Report each line in the rows below that contains the word "vegetation", copying each one in full.

'''

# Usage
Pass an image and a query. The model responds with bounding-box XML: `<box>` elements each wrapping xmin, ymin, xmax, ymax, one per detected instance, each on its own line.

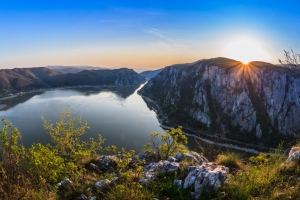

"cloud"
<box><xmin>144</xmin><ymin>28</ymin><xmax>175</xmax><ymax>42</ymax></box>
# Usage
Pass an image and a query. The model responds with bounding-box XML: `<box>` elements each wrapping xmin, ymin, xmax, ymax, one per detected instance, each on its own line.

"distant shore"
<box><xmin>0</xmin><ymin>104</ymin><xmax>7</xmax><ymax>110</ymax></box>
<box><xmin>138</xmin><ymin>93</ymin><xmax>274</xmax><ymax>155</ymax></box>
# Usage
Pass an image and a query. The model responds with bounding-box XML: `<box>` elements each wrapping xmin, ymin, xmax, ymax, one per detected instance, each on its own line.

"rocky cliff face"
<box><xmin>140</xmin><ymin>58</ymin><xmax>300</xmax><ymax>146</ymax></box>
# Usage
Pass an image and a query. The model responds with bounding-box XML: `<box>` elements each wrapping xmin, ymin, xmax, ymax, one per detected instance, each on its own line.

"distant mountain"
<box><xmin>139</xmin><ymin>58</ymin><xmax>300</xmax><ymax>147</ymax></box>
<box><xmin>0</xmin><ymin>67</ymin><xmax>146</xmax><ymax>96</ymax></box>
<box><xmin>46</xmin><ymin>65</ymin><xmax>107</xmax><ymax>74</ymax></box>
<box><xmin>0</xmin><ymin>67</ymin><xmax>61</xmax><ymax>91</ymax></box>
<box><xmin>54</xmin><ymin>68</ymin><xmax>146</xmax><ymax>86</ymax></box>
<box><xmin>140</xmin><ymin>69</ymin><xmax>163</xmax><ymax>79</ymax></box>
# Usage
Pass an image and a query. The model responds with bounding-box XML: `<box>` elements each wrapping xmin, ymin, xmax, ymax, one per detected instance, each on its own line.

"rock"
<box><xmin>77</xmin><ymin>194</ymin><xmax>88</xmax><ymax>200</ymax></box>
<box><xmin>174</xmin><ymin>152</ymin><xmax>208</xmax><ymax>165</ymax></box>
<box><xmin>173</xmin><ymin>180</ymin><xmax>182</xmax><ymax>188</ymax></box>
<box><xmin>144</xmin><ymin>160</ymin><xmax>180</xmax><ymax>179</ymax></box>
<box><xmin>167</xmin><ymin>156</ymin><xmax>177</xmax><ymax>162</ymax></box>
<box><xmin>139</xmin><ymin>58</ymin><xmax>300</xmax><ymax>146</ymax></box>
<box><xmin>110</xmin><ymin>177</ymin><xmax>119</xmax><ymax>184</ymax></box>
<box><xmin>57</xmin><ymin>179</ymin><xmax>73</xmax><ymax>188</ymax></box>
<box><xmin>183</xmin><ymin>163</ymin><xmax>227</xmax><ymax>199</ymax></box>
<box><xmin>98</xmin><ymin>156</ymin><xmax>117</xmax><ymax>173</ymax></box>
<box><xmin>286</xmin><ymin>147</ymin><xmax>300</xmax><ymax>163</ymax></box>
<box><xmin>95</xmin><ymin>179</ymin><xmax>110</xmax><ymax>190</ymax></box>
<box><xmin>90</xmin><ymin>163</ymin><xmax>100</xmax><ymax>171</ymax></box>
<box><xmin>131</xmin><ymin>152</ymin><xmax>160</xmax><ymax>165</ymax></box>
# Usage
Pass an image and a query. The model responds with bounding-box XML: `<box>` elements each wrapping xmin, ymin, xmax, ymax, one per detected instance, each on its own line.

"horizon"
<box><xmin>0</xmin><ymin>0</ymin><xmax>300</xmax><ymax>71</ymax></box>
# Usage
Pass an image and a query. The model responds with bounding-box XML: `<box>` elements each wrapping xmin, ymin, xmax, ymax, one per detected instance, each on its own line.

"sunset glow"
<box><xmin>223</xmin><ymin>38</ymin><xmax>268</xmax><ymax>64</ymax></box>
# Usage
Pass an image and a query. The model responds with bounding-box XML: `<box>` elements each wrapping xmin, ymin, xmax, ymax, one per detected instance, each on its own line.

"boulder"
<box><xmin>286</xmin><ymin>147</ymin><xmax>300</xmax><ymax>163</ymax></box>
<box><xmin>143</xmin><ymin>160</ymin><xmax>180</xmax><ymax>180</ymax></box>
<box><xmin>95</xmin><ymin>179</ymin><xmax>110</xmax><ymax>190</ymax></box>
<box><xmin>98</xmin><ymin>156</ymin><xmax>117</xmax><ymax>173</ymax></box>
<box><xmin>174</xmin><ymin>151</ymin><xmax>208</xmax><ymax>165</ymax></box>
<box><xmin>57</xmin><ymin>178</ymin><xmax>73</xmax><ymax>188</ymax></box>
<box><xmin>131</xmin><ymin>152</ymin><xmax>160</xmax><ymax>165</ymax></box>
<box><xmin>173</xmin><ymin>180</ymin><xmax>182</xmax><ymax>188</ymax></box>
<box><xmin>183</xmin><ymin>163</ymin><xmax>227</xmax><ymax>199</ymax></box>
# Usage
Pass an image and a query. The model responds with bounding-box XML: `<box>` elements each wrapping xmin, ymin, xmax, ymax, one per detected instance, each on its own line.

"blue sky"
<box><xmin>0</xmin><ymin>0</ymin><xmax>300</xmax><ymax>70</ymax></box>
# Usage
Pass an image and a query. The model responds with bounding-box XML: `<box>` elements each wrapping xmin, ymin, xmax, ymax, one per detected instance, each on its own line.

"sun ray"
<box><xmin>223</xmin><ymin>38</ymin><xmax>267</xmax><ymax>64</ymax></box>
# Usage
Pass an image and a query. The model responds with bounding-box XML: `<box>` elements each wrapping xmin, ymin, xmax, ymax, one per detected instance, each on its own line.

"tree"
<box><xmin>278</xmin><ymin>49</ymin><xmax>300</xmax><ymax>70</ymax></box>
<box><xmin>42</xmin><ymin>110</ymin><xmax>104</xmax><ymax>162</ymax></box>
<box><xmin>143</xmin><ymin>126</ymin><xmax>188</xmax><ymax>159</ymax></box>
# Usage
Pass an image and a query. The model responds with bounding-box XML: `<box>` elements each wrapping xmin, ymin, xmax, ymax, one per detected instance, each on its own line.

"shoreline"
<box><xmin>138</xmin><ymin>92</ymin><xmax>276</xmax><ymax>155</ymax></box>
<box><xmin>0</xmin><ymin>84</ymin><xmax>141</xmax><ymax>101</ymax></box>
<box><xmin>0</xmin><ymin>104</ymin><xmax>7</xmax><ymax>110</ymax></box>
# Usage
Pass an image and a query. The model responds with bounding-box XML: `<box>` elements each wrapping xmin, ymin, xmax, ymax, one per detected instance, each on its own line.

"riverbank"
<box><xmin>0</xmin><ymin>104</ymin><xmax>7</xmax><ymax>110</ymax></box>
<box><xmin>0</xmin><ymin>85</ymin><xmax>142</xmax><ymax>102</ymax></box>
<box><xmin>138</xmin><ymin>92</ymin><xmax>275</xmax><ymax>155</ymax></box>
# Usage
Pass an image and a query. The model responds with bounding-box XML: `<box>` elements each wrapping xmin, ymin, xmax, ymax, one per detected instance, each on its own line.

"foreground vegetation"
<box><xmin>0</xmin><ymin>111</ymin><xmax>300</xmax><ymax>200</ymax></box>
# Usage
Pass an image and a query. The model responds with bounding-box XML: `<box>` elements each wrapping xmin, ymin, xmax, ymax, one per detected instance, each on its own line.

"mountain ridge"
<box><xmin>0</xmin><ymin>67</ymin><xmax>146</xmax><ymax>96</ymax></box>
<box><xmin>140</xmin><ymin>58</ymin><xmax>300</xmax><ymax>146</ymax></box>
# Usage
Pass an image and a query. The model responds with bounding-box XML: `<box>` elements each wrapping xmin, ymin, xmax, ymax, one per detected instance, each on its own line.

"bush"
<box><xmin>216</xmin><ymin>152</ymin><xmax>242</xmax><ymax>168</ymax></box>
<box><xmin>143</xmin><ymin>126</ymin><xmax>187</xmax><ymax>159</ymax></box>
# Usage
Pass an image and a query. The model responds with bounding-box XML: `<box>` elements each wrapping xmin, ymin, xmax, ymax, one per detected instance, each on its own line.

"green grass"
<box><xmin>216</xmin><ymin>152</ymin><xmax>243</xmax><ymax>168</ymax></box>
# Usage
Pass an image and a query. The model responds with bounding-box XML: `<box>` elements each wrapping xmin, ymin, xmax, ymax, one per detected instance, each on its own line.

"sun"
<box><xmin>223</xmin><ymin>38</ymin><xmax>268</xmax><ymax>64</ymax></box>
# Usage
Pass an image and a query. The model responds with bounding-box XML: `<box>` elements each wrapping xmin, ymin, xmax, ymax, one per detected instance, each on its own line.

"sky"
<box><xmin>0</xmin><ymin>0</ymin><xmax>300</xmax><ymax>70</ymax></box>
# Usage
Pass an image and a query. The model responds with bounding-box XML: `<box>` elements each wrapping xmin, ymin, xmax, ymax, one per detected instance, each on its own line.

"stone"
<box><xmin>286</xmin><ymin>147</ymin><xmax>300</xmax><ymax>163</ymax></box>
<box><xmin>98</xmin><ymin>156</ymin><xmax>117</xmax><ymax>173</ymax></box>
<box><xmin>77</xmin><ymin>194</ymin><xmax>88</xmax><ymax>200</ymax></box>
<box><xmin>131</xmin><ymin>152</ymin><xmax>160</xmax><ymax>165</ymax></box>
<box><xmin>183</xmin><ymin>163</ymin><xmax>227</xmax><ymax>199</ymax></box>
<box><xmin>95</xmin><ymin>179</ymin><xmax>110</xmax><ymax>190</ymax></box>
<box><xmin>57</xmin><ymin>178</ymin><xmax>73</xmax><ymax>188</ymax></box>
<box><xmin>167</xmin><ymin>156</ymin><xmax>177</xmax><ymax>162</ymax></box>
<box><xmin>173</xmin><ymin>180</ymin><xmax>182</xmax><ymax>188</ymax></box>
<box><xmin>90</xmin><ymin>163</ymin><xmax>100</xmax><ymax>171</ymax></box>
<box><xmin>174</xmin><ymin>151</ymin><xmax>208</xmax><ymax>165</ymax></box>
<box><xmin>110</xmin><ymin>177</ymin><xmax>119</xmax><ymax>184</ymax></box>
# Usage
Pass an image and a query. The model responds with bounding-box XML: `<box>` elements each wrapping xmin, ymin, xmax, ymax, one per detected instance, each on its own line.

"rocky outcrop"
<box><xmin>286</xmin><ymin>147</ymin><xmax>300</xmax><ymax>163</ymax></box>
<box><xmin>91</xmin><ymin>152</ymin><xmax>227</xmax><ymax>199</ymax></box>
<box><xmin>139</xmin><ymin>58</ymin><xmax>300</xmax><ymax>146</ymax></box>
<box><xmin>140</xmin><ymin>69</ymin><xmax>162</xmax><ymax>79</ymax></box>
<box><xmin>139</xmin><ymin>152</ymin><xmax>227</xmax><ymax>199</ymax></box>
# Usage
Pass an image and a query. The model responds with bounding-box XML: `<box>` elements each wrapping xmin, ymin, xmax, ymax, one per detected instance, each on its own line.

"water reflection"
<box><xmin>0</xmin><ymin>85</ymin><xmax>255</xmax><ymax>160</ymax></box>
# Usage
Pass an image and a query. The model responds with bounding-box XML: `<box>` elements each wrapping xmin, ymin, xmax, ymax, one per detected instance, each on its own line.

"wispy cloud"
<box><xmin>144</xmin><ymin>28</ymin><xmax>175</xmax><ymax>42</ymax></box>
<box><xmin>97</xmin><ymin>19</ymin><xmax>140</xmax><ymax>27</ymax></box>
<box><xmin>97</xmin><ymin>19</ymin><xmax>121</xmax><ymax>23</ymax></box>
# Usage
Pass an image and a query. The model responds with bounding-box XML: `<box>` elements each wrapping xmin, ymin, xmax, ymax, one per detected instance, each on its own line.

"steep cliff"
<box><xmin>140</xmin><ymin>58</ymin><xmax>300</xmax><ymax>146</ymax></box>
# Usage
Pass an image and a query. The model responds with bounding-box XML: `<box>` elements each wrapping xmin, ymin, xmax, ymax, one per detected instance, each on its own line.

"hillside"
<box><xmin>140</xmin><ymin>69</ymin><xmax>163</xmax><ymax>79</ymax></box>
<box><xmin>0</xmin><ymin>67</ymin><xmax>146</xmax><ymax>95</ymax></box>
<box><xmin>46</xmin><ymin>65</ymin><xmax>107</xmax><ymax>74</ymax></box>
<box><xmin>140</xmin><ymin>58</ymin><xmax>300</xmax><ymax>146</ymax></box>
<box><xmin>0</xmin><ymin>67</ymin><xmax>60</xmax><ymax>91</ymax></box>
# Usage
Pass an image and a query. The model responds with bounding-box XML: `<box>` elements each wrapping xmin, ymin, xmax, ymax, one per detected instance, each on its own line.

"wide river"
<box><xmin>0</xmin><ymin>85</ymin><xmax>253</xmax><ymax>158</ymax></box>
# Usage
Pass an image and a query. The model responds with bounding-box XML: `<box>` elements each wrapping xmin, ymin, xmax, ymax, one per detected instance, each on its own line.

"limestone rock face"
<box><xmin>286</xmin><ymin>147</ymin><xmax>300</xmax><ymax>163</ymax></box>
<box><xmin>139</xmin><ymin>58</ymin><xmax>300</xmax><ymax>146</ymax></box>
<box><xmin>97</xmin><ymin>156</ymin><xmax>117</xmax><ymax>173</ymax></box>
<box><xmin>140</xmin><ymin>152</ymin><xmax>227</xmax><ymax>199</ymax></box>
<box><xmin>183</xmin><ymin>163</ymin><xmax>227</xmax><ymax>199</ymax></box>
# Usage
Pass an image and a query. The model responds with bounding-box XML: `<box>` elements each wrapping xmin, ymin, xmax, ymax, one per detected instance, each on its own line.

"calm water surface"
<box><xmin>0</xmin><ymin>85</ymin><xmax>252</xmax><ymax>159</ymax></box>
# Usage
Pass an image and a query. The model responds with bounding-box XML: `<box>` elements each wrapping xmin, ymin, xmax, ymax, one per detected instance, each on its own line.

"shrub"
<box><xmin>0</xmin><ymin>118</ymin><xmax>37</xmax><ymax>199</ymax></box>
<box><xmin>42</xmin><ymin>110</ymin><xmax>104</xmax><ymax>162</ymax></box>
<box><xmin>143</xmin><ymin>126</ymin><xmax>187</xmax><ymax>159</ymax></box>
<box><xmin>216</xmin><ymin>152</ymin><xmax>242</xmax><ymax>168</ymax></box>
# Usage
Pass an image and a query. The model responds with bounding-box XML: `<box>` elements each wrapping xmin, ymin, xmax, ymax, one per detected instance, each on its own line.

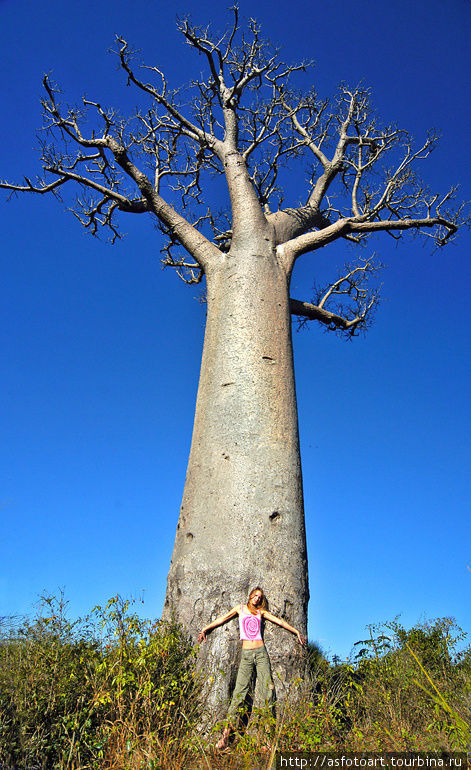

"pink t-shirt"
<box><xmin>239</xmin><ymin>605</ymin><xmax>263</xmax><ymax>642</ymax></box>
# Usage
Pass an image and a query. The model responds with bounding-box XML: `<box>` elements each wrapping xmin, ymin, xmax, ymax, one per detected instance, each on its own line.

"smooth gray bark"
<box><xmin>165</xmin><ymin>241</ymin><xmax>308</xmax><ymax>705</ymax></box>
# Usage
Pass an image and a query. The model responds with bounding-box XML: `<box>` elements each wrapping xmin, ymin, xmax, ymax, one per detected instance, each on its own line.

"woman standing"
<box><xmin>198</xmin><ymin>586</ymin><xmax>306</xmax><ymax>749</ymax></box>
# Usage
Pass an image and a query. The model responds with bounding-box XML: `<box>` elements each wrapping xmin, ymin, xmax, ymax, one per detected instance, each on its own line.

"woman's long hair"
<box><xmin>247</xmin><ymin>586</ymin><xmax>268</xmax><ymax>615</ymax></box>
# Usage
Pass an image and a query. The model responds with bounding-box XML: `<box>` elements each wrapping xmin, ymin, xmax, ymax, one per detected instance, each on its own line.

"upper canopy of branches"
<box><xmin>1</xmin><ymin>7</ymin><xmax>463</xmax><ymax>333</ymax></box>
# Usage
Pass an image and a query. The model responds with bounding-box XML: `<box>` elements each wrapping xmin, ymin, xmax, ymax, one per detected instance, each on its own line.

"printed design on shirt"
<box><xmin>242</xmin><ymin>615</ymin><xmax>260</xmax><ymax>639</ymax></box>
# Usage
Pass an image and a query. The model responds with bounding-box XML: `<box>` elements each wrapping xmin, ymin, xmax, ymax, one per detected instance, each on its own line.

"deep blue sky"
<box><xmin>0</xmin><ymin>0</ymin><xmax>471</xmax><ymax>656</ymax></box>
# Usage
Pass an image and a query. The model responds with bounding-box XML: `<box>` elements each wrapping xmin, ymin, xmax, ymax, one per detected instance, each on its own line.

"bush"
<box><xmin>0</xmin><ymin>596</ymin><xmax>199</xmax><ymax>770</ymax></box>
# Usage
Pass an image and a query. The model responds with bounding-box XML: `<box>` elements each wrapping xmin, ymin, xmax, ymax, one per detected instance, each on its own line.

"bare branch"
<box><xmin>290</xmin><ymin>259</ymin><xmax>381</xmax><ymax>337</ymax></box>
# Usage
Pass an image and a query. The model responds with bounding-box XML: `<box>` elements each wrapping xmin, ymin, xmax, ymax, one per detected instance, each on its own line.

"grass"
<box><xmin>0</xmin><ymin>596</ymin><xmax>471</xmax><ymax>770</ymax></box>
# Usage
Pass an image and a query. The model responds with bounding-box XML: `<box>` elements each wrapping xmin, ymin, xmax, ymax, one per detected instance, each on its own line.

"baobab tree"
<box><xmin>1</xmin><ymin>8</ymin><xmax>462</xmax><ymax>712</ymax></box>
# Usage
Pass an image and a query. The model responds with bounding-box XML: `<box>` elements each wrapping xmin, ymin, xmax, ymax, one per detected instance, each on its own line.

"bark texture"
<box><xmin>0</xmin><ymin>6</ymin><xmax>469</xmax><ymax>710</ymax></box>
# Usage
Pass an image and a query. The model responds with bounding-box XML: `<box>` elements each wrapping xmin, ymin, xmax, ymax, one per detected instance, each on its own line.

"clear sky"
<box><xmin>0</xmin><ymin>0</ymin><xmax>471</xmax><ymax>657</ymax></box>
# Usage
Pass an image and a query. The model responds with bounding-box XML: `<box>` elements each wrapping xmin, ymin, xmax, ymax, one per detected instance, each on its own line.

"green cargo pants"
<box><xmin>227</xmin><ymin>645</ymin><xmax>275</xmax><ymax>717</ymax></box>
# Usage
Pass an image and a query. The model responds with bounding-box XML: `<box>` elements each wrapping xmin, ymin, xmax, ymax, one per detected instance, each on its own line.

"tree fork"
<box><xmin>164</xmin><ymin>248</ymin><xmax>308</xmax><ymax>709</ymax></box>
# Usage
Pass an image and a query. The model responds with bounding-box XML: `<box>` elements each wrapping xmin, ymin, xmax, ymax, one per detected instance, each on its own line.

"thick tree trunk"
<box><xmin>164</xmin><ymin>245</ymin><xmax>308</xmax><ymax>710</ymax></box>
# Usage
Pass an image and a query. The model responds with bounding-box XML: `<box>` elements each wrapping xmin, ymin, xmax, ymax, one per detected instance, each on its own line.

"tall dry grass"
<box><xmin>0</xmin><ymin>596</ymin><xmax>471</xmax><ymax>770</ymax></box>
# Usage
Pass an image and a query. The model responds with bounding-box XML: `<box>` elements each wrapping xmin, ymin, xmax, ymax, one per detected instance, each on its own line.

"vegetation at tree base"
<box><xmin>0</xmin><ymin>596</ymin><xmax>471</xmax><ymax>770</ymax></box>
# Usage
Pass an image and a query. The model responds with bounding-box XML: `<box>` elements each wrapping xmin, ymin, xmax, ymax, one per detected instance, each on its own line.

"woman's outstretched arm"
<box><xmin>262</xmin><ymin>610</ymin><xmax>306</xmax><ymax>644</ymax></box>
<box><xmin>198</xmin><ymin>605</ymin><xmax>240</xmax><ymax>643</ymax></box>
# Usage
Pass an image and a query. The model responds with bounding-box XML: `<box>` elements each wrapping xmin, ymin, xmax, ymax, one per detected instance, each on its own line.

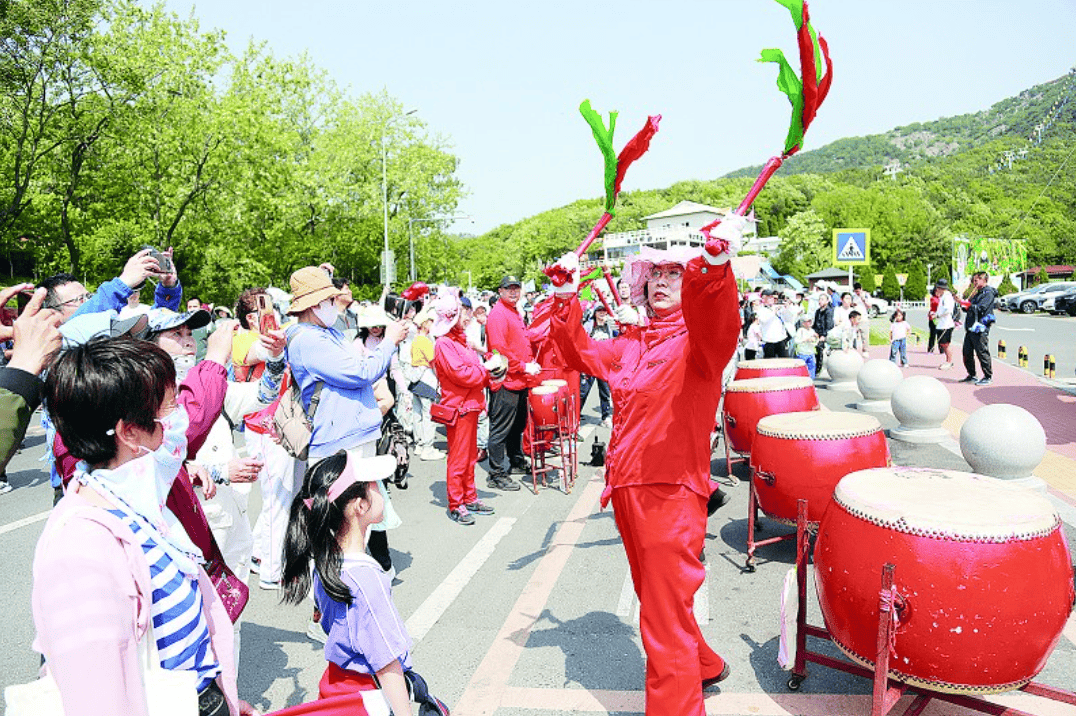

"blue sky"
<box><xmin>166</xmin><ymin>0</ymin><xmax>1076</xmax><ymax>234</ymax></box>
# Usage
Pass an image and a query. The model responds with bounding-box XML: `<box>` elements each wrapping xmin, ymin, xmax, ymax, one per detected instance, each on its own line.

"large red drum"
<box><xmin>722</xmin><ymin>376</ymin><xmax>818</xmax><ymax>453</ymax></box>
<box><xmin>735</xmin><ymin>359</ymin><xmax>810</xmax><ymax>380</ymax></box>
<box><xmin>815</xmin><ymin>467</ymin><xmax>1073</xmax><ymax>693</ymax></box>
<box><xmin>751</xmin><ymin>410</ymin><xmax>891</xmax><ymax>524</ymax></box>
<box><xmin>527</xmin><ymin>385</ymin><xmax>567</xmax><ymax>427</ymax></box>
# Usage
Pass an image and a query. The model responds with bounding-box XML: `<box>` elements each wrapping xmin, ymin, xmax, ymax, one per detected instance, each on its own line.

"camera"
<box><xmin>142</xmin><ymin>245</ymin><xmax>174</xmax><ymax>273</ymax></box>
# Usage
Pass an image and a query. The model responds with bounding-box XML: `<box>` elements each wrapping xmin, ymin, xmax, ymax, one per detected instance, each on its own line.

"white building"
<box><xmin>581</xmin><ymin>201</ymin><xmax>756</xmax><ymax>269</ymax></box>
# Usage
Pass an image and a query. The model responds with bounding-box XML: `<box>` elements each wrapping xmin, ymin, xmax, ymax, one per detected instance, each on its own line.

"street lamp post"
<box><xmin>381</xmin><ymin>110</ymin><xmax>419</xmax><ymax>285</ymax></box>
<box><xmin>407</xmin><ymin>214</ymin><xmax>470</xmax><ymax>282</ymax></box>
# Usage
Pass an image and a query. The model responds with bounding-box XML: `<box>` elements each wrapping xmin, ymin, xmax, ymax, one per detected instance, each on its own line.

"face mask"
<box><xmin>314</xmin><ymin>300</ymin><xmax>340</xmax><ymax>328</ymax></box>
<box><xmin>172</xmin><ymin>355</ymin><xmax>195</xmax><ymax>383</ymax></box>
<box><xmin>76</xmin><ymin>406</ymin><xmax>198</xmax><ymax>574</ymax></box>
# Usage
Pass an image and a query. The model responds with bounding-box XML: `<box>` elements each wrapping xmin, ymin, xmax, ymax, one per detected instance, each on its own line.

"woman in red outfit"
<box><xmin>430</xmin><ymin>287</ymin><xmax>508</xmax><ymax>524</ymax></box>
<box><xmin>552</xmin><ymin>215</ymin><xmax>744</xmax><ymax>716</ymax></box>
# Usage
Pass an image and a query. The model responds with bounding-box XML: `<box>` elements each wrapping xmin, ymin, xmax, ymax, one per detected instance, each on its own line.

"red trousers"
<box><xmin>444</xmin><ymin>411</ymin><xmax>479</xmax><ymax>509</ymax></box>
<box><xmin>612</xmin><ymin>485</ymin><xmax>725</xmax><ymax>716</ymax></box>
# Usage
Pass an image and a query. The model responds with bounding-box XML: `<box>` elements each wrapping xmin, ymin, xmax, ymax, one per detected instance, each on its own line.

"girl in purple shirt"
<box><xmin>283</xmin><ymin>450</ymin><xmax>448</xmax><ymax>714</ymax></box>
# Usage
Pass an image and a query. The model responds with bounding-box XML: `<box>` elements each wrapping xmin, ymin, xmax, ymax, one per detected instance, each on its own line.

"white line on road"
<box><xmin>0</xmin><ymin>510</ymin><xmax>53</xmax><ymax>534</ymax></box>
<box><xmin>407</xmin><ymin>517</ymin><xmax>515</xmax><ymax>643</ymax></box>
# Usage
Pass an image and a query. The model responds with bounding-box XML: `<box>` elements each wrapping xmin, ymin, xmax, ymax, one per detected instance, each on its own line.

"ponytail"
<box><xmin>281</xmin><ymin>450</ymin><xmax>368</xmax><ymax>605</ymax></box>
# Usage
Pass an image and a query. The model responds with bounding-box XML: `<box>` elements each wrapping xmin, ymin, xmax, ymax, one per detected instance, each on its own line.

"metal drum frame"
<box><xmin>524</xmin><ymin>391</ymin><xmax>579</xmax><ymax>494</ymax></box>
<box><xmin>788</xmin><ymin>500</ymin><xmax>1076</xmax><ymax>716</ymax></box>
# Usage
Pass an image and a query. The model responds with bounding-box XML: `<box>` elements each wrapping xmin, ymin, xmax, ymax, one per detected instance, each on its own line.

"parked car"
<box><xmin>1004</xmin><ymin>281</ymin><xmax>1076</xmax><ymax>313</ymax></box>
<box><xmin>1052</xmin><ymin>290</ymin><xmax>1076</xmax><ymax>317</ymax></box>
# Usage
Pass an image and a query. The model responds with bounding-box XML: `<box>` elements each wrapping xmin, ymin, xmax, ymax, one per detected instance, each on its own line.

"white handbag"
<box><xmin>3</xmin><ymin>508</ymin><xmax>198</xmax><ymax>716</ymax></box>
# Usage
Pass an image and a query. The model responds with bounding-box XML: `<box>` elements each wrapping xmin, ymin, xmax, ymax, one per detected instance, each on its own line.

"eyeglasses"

'''

#### Final result:
"foreground vegetation"
"vegetation at tree base"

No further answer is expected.